(Saved entries)
====

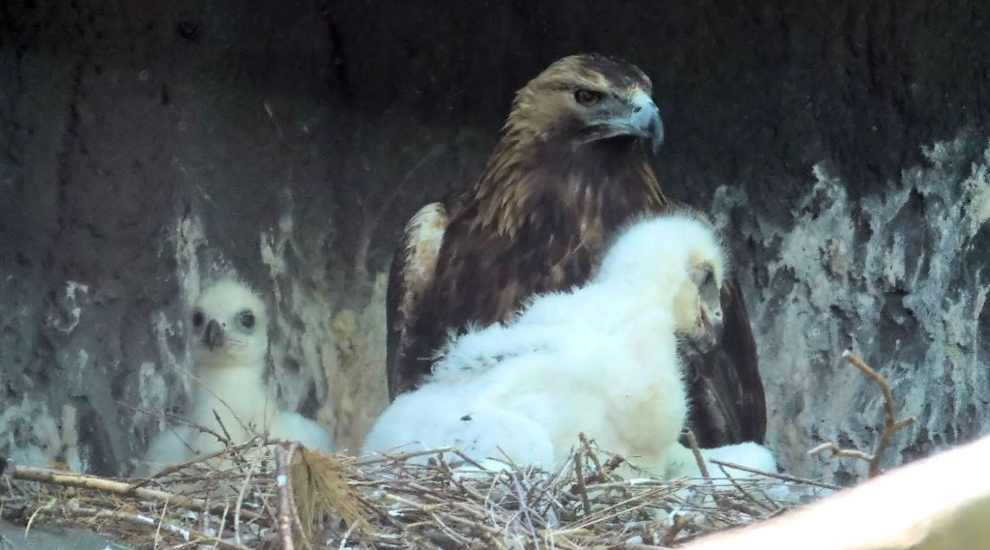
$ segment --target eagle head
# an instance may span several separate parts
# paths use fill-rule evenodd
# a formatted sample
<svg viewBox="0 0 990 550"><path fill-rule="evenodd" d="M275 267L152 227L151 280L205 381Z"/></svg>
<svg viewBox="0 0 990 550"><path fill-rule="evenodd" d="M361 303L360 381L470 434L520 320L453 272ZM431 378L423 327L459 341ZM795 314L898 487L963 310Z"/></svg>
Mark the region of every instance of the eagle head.
<svg viewBox="0 0 990 550"><path fill-rule="evenodd" d="M649 77L631 63L599 54L565 57L516 93L506 129L517 138L568 144L645 145L652 154L663 143L663 121L652 99Z"/></svg>

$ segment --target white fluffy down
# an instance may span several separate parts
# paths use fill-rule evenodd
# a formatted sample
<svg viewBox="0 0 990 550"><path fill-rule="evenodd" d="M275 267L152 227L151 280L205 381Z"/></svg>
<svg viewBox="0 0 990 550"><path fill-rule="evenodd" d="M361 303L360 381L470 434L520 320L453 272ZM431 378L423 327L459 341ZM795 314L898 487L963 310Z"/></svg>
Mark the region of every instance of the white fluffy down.
<svg viewBox="0 0 990 550"><path fill-rule="evenodd" d="M510 336L527 329L505 330ZM629 343L585 327L560 327L545 348L507 354L485 370L442 363L451 370L438 366L436 380L399 396L376 421L364 450L450 445L478 461L498 460L504 452L517 463L552 468L583 431L606 449L632 447L654 466L663 454L657 443L676 439L684 421L683 395L665 398L683 394L683 385L676 370L641 368ZM611 365L607 378L595 368L605 365ZM657 417L674 421L657 423ZM644 433L650 437L637 437Z"/></svg>
<svg viewBox="0 0 990 550"><path fill-rule="evenodd" d="M694 217L631 226L589 284L538 296L505 325L452 337L433 378L385 410L363 451L453 446L479 462L504 452L550 468L583 432L654 475L696 476L677 443L687 399L676 333L697 324L691 273L701 264L720 284L721 246Z"/></svg>
<svg viewBox="0 0 990 550"><path fill-rule="evenodd" d="M199 326L191 323L189 335L197 390L192 410L185 415L188 421L221 434L226 430L235 443L267 432L269 437L299 441L324 452L335 449L325 428L296 412L279 410L269 396L263 378L268 320L264 304L251 290L236 281L220 281L203 292L193 311L201 321ZM243 322L245 312L254 317L251 327ZM205 344L210 322L216 322L223 333L222 344L214 349ZM222 448L216 437L198 428L172 426L152 441L139 471L152 472Z"/></svg>

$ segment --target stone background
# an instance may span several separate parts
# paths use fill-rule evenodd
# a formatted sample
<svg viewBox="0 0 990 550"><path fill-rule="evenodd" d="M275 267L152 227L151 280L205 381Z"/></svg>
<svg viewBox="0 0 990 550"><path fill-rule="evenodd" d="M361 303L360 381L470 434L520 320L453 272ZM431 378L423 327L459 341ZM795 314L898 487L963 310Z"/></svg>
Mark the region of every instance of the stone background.
<svg viewBox="0 0 990 550"><path fill-rule="evenodd" d="M0 3L0 455L125 472L180 410L185 308L269 297L273 387L354 447L384 407L384 275L478 173L515 89L601 51L654 80L665 191L731 236L801 475L990 430L990 4L925 0Z"/></svg>

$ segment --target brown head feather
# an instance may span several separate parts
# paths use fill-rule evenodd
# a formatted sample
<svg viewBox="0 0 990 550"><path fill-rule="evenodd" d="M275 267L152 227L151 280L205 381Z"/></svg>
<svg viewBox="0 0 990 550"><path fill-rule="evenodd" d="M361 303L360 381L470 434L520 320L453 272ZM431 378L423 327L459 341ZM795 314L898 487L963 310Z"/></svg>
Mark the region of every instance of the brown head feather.
<svg viewBox="0 0 990 550"><path fill-rule="evenodd" d="M605 215L601 209L611 206L610 198L624 203L616 205L621 211L667 205L649 144L623 137L586 140L595 121L574 100L579 89L604 94L621 108L637 94L652 95L653 84L636 66L596 54L565 57L529 81L516 93L478 180L477 227L513 237L527 223L520 215L542 215L534 203L551 194L584 218Z"/></svg>

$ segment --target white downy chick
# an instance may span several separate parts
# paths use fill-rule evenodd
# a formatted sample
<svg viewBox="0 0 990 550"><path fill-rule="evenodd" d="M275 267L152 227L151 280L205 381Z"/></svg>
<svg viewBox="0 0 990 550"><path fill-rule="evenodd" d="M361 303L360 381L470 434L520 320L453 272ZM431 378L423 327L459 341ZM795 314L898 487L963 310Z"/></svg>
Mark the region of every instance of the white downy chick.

====

All of the entries must be reproduced exactly, with no pictures kept.

$ segment --target eagle head
# an instance may span several separate parts
# paths use fill-rule evenodd
# a formatted sample
<svg viewBox="0 0 990 550"><path fill-rule="evenodd" d="M275 267L152 227L151 280L205 381Z"/></svg>
<svg viewBox="0 0 990 550"><path fill-rule="evenodd" d="M361 303L360 381L470 434L520 320L453 272ZM431 378L423 327L459 341ZM795 314L898 487L963 310Z"/></svg>
Mark the region of every instance of the eagle head.
<svg viewBox="0 0 990 550"><path fill-rule="evenodd" d="M649 77L631 63L599 54L565 57L516 93L506 129L517 138L568 144L645 145L652 154L663 143L663 121L652 99Z"/></svg>

$ segment --target white fluffy down
# an instance may span several separate parts
# paths use fill-rule evenodd
# a formatted sample
<svg viewBox="0 0 990 550"><path fill-rule="evenodd" d="M275 267L152 227L151 280L205 381Z"/></svg>
<svg viewBox="0 0 990 550"><path fill-rule="evenodd" d="M361 303L360 381L470 434L520 320L453 272ZM431 378L423 327L459 341ZM795 314L898 487L963 310Z"/></svg>
Mark the region of every instance of the white fluffy down.
<svg viewBox="0 0 990 550"><path fill-rule="evenodd" d="M510 336L527 329L505 330ZM629 343L585 327L560 327L545 348L507 354L485 370L442 363L451 370L438 366L436 380L399 396L376 421L364 450L450 445L478 461L498 460L504 452L517 463L552 468L583 431L606 449L632 447L654 466L663 454L657 443L676 439L684 421L683 395L665 398L683 394L683 385L676 370L641 368ZM611 365L607 378L595 368L605 365ZM657 417L674 421L657 423ZM644 433L650 437L637 437Z"/></svg>
<svg viewBox="0 0 990 550"><path fill-rule="evenodd" d="M694 217L631 226L589 284L538 296L505 325L452 337L433 378L385 410L363 451L453 446L479 462L504 452L550 468L583 432L654 475L696 476L677 443L687 399L676 333L697 324L691 273L701 264L720 284L721 246Z"/></svg>
<svg viewBox="0 0 990 550"><path fill-rule="evenodd" d="M199 326L191 323L189 335L197 390L192 410L185 415L188 421L221 434L226 430L235 443L267 432L269 437L299 441L324 452L335 449L325 428L296 412L279 410L269 396L263 378L268 320L264 304L251 290L236 281L220 281L203 292L193 311L201 321ZM243 322L245 312L254 317L251 327ZM205 344L210 322L216 322L223 333L222 344L214 349ZM222 448L216 437L198 428L172 426L152 441L139 471L152 472Z"/></svg>

$ segment --target stone background
# an instance may span several separate parts
# paths use fill-rule evenodd
# a formatted sample
<svg viewBox="0 0 990 550"><path fill-rule="evenodd" d="M275 267L152 227L151 280L205 381Z"/></svg>
<svg viewBox="0 0 990 550"><path fill-rule="evenodd" d="M361 303L360 381L470 434L520 320L453 272ZM431 378L423 327L459 341ZM795 314L898 487L963 310Z"/></svg>
Mark the region of every instance of the stone background.
<svg viewBox="0 0 990 550"><path fill-rule="evenodd" d="M0 3L0 455L125 472L180 410L185 308L269 297L273 387L354 447L384 407L384 275L478 173L515 89L601 51L654 80L665 191L731 236L801 475L990 430L990 4L925 0Z"/></svg>

$ segment --target brown head feather
# an instance may span several separate parts
# paths use fill-rule evenodd
# a formatted sample
<svg viewBox="0 0 990 550"><path fill-rule="evenodd" d="M275 267L152 227L151 280L205 381Z"/></svg>
<svg viewBox="0 0 990 550"><path fill-rule="evenodd" d="M361 303L360 381L470 434L520 320L453 272ZM431 378L423 327L459 341ZM795 314L898 487L963 310Z"/></svg>
Mark the region of every instance of the brown head feather.
<svg viewBox="0 0 990 550"><path fill-rule="evenodd" d="M605 215L601 209L611 206L610 198L624 203L616 205L621 211L667 205L649 144L623 137L586 140L595 121L574 100L579 89L604 94L621 108L637 94L652 95L653 84L636 66L596 54L565 57L529 81L516 93L478 180L477 227L513 237L527 223L520 215L542 215L534 203L551 194L584 218Z"/></svg>

$ segment --target white downy chick
# an instance may span several separate parts
# paths use fill-rule evenodd
# a formatted sample
<svg viewBox="0 0 990 550"><path fill-rule="evenodd" d="M275 267L152 227L151 280L205 381Z"/></svg>
<svg viewBox="0 0 990 550"><path fill-rule="evenodd" d="M361 303L360 381L470 434L520 320L453 272ZM431 378L423 327L459 341ZM795 314L898 487L963 310Z"/></svg>
Mark the region of every instance of the white downy chick.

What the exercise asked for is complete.